§ What you will do: Copy every line of the entries that has the string "cheese" in it.
--- START ---
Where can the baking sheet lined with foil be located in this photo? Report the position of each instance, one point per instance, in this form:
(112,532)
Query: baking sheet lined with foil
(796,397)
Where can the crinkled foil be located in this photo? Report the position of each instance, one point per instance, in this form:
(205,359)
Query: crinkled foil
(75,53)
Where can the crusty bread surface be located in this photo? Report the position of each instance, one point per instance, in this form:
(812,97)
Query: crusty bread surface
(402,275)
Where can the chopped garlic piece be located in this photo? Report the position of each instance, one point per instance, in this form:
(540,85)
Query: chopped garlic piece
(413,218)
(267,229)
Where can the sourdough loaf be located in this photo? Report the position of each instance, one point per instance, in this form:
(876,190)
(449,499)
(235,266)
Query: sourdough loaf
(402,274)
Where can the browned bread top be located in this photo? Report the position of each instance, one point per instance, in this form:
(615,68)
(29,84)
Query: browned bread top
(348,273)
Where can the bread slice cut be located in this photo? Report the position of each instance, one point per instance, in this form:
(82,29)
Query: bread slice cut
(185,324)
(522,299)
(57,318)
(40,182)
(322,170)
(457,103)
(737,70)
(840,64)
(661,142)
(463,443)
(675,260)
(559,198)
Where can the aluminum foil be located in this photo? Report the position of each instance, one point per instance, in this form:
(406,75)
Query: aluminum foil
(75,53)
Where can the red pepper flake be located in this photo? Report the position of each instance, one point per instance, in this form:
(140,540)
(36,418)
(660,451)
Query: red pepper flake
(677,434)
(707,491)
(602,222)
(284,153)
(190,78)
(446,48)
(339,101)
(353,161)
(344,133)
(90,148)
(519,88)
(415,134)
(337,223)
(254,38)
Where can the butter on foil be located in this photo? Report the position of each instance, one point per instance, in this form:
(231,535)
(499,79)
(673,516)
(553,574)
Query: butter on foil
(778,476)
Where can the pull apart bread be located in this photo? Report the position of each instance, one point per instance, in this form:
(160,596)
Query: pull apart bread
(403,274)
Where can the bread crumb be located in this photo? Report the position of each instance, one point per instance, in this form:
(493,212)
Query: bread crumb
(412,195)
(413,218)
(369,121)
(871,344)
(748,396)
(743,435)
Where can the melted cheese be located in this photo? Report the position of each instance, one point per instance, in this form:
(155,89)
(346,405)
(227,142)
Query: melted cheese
--- END ---
§ Reply to the task:
Where can the melted cheese be located in this photo? Report the position of each instance, one point per instance, in this form:
Query: melted cheese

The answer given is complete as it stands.